* **Task objective**: List each line below that contains the string "sauce", copying every such line in full.

* **Stored rows**:
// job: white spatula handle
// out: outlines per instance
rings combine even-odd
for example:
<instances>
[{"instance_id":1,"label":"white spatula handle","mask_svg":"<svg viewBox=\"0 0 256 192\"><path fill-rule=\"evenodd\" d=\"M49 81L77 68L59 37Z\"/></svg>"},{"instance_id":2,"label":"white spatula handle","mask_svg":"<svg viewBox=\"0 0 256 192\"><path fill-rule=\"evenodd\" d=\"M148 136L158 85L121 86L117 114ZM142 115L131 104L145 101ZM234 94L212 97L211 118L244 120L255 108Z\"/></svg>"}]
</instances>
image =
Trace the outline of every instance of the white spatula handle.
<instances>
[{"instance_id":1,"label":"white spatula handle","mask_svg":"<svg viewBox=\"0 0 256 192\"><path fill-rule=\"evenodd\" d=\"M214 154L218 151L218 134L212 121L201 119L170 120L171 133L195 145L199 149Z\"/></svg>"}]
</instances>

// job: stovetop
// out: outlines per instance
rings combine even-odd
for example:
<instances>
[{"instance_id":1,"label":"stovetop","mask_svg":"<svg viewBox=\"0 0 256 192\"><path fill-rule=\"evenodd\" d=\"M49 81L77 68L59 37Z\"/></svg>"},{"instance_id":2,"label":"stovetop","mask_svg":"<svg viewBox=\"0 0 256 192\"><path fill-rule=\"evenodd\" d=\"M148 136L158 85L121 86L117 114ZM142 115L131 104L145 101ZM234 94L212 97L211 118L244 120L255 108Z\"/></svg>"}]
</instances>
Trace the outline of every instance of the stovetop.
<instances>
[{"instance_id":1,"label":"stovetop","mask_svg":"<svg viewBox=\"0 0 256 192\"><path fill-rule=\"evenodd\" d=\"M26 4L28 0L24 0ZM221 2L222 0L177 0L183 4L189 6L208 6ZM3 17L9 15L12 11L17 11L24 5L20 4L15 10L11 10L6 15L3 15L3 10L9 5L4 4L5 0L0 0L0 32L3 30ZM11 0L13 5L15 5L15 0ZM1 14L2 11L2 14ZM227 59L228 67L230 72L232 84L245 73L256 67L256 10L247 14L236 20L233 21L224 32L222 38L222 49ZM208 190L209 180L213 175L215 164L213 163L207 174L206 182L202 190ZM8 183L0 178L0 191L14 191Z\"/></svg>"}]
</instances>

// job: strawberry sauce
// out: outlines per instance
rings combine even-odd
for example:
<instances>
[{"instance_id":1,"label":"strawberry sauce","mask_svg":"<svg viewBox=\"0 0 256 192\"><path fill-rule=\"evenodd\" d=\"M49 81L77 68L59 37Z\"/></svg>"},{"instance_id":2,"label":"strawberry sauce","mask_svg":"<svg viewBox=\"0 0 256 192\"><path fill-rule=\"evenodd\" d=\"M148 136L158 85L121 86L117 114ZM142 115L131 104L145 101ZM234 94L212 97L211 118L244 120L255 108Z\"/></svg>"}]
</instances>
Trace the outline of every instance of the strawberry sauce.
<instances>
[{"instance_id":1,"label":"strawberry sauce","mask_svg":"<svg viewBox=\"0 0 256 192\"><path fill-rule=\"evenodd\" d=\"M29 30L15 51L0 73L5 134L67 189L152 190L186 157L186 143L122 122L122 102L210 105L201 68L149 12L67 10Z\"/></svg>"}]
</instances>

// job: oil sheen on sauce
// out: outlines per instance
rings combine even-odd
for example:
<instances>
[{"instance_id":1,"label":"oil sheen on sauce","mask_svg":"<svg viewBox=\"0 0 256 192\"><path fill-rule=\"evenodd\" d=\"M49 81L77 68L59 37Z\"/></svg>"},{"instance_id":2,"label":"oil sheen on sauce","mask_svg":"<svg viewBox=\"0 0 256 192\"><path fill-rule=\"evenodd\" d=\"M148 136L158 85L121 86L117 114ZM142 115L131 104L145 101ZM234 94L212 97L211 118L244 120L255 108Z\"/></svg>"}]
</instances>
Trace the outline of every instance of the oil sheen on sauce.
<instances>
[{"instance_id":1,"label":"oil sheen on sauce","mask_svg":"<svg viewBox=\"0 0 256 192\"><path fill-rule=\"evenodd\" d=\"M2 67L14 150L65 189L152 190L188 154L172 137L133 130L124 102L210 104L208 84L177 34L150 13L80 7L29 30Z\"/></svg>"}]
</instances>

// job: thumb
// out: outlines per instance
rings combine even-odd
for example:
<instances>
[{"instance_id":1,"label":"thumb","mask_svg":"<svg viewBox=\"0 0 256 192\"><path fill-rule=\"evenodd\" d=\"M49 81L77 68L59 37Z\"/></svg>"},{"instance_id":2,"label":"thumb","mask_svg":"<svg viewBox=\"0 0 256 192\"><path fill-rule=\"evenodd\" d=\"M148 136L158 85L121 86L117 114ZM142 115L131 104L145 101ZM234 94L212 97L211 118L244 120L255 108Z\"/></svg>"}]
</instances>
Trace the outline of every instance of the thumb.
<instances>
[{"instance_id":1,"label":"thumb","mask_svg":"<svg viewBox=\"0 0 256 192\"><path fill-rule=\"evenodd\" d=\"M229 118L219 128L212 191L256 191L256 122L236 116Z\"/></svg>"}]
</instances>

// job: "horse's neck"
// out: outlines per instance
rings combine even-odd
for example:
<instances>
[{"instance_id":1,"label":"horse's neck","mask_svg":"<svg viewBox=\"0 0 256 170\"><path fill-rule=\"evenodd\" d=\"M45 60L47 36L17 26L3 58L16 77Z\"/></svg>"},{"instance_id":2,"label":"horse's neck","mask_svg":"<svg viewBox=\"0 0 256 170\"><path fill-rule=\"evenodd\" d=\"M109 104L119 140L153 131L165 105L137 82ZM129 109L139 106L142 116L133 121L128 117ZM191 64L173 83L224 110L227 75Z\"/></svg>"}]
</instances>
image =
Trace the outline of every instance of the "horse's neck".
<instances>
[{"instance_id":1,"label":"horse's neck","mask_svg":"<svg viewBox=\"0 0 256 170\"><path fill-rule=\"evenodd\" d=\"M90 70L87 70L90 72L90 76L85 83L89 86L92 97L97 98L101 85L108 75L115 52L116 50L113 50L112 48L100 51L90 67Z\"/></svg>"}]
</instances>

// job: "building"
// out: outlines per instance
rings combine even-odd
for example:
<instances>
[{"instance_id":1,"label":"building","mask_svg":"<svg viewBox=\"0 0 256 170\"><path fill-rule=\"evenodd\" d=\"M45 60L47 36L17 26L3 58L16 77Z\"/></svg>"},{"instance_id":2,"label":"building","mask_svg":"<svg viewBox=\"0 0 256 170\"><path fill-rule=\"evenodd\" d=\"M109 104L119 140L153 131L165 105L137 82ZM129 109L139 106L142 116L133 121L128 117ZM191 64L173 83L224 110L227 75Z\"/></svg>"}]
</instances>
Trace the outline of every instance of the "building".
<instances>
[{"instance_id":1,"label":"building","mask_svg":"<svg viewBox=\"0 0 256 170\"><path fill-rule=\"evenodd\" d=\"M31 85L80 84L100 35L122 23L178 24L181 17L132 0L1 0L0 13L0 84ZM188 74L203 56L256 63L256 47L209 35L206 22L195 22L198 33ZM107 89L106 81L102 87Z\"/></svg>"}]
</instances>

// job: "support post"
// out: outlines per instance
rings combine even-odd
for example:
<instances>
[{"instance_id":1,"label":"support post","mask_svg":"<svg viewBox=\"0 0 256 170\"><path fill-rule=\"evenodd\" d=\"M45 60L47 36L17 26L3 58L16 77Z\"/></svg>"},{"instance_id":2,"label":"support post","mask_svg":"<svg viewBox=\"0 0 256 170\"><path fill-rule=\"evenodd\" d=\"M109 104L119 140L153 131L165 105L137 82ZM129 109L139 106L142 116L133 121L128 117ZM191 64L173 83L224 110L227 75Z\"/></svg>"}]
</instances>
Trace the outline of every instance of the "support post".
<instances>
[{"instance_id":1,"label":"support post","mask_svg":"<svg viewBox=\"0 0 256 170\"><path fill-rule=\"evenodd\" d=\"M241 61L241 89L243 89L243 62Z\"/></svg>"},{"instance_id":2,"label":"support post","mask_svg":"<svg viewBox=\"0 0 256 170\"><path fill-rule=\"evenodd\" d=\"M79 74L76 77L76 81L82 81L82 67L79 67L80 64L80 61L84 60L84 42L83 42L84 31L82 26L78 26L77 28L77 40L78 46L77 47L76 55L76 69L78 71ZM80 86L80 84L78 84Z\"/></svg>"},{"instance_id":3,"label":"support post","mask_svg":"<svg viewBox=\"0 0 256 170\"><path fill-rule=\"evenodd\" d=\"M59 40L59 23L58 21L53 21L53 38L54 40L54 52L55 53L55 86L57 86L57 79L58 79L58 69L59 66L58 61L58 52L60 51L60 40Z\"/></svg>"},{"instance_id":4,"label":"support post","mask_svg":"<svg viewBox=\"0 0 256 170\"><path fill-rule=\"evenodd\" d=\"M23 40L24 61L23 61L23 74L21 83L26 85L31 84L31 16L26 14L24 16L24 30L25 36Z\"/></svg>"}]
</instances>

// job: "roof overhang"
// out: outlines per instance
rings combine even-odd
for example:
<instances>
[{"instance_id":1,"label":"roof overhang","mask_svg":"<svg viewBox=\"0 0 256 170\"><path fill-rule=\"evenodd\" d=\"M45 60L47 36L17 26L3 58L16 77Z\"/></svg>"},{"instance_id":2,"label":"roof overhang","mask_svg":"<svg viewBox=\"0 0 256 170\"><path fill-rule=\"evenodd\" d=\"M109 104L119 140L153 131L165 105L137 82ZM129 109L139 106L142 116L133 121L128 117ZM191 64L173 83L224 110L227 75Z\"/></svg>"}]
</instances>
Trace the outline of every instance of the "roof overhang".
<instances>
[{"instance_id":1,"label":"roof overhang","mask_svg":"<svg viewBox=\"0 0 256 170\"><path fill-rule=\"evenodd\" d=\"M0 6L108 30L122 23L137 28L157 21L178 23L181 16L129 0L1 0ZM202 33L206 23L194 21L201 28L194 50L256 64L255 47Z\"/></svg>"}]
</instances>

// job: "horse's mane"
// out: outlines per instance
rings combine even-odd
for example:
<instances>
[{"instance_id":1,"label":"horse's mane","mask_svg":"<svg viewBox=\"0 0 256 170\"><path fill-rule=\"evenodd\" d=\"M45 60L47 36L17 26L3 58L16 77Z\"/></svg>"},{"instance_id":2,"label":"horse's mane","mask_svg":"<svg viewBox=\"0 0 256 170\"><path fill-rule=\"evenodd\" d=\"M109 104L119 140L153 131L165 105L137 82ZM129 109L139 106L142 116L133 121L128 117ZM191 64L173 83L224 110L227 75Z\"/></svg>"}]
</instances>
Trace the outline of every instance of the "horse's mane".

* **Answer to this problem**:
// job: strawberry sauce
[{"instance_id":1,"label":"strawberry sauce","mask_svg":"<svg viewBox=\"0 0 256 192\"><path fill-rule=\"evenodd\" d=\"M49 81L77 68L59 37Z\"/></svg>"},{"instance_id":2,"label":"strawberry sauce","mask_svg":"<svg viewBox=\"0 0 256 192\"><path fill-rule=\"evenodd\" d=\"M148 136L158 85L121 86L117 114ZM142 115L131 104L145 101ZM234 94L212 97L211 118L244 120L255 108Z\"/></svg>"}]
Trace the outline of every instance of the strawberry sauce.
[{"instance_id":1,"label":"strawberry sauce","mask_svg":"<svg viewBox=\"0 0 256 192\"><path fill-rule=\"evenodd\" d=\"M29 30L15 51L0 73L5 134L67 189L152 190L186 157L186 143L122 122L122 102L210 105L201 68L149 12L67 10Z\"/></svg>"}]
// job: oil sheen on sauce
[{"instance_id":1,"label":"oil sheen on sauce","mask_svg":"<svg viewBox=\"0 0 256 192\"><path fill-rule=\"evenodd\" d=\"M49 81L77 68L59 37Z\"/></svg>"},{"instance_id":2,"label":"oil sheen on sauce","mask_svg":"<svg viewBox=\"0 0 256 192\"><path fill-rule=\"evenodd\" d=\"M148 136L158 85L121 86L117 114ZM142 115L131 104L145 101ZM234 94L212 97L211 118L244 120L255 108Z\"/></svg>"}]
Trace the outline of every instance of the oil sheen on sauce.
[{"instance_id":1,"label":"oil sheen on sauce","mask_svg":"<svg viewBox=\"0 0 256 192\"><path fill-rule=\"evenodd\" d=\"M2 67L14 150L65 189L152 190L188 154L172 137L133 130L124 102L210 104L208 84L177 34L150 13L80 7L29 30Z\"/></svg>"}]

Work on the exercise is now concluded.